* [TÂCHE A]: Indiquez le nombre de lignes des entrées qui contiennent le mot « riding », en respectant la casse. Donnez ce nombre et rien d'autre.

* [TEXTE À LIRE]:
——————————

Mme la présidente. La parole est à M. le ministre délégué.

M. Bernard Cazeneuve, ministre délégué. Monsieur le sénateur, je vous remercie de votre question. Vos interventions sont toujours pour moi de grands moments, même si, en l’occurrence, votre question est teintée d’une certaine forme de perversité, que je veux souligner.

En effet, vous expliquez que nous avons vu le danger et que, conscients de ce danger, nous nous dirigeons tout droit dans la direction que nous savons être une impasse, à l’instar de ces héros des tragédies grecques, incapables de maîtriser leur destin et contraints d’aller à leur perte, sans jamais pouvoir arrêter la machine qui les guide. (Sourires.) Monsieur Chevènement, vous prêtez là une forme de cruauté à la politique gouvernementale ! Mais vous faites aussi preuve d’une forme d’injustice à notre égard, compte tenu de ce que nous voulons faire.

En effet, nous avons bien vu le ressort de la politique menée par l’Union européenne. D'ailleurs, nous ne sommes pas le seul pays à l’avoir vu !

Sur ces questions, nous devons faire preuve à la fois d’équilibre et, autant que faire se peut, de subtilité car, avec l’équilibre et la subtilité, on peut parvenir à arrêter les machines tragiques que vous avez décrites avec beaucoup de pertinence.

Comment corriger la politique menée par l’Union européenne ?

Premièrement, il faut de l’équilibre. Vous êtes vous-même trop attaché au principe de la méthode, de la rigueur, dans ce qu’elle a de plus positif – c’est-à-dire lorsqu’il s’agit de la démarche politique, et non des politiques économiques –, pour ne pas accepter que nous ne parviendrons pas à sortir de la crise si nous ne faisons pas des efforts de redressement de nos comptes publics.

Si nous pouvons discuter des modalités de ce redressement, nous ne pouvons nous y soustraire. Par conséquent, nous serons d’autant plus crédibles à réorienter les politiques de l’Union européenne que nous apparaîtrons aux yeux de nos interlocuteurs européens comme totalement déterminés à rétablir nos comptes.

Deuxièmement, comme nous savons que le rétablissement de nos comptes n’est pas possible s’il n’y a pas de croissance, nous devons être absolument déterminés à créer les conditions de la croissance.

Troisièmement, – c’est là qu’intervient la dimension de subtilité, après l’équilibre entre croissance et disciplines, et l’Europe n’est plus une maison de redressement s’il y a de la croissance à côté des disciplines, elle est alors simplement une maison bien tenue ; et, entre une maison bien tenue et une maison de redressement, il y a toute la différence qui sépare le bon ordonnancement des choses de la rudesse des disciplines lorsqu’elles sont exclusives de tout le reste – nous devons donner aux concepts le contenu qui correspond à nos orientations.

——————————

* [ENTRÉES EXTRAITES]:
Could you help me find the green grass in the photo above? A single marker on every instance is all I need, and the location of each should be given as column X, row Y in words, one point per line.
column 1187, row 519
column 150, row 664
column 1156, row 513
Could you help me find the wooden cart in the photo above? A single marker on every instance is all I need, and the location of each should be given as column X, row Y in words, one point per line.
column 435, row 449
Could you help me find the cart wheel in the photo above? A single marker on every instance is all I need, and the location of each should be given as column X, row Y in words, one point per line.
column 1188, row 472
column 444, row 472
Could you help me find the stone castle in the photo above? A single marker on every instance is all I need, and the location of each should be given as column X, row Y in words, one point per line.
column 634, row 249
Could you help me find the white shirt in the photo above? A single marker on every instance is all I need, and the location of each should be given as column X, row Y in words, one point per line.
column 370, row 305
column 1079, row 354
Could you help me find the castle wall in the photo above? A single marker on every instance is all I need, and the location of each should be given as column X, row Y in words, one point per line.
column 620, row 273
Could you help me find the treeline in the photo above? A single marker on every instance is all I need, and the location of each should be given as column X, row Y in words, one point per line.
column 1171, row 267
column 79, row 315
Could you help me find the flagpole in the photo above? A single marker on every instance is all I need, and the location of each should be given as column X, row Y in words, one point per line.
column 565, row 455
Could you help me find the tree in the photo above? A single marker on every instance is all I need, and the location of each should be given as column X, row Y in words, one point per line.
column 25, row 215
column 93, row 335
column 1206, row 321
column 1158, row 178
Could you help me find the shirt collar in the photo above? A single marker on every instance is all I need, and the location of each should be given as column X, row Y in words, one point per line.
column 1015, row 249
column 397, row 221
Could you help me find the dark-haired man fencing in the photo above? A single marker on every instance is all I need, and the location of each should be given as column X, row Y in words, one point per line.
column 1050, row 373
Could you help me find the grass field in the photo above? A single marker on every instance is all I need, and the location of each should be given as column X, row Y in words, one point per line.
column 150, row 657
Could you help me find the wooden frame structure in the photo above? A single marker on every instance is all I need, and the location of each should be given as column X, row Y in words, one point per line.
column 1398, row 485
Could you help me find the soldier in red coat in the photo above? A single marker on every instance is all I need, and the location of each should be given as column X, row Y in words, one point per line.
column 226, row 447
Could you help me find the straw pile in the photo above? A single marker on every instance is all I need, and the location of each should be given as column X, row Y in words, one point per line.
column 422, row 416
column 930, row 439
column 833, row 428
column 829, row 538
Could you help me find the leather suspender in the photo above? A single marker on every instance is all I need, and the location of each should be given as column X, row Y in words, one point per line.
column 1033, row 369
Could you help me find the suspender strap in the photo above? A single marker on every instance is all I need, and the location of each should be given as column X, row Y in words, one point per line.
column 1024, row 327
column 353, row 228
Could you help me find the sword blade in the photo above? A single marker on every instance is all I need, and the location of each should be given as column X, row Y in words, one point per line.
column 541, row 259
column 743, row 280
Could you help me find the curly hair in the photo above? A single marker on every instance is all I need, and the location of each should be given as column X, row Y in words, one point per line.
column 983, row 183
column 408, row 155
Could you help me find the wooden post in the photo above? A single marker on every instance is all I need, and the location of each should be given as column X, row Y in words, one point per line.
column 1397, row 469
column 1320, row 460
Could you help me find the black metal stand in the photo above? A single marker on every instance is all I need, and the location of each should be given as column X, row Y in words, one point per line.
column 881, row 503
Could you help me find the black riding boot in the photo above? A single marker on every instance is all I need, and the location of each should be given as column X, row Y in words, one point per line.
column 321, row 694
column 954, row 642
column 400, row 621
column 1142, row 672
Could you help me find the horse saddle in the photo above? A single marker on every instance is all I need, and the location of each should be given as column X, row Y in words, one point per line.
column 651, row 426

——————————

* [TÂCHE B]: Relevez, s'il vous plaît, tous les adverbes ordinaux qui ouvrent les étapes du raisonnement dans le texte à lire.

* [SOLUTION RÉDIGÉE A]: 1

* [SOLUTION RÉDIGÉE B]:
Premièrement
Deuxièmement
Troisièmement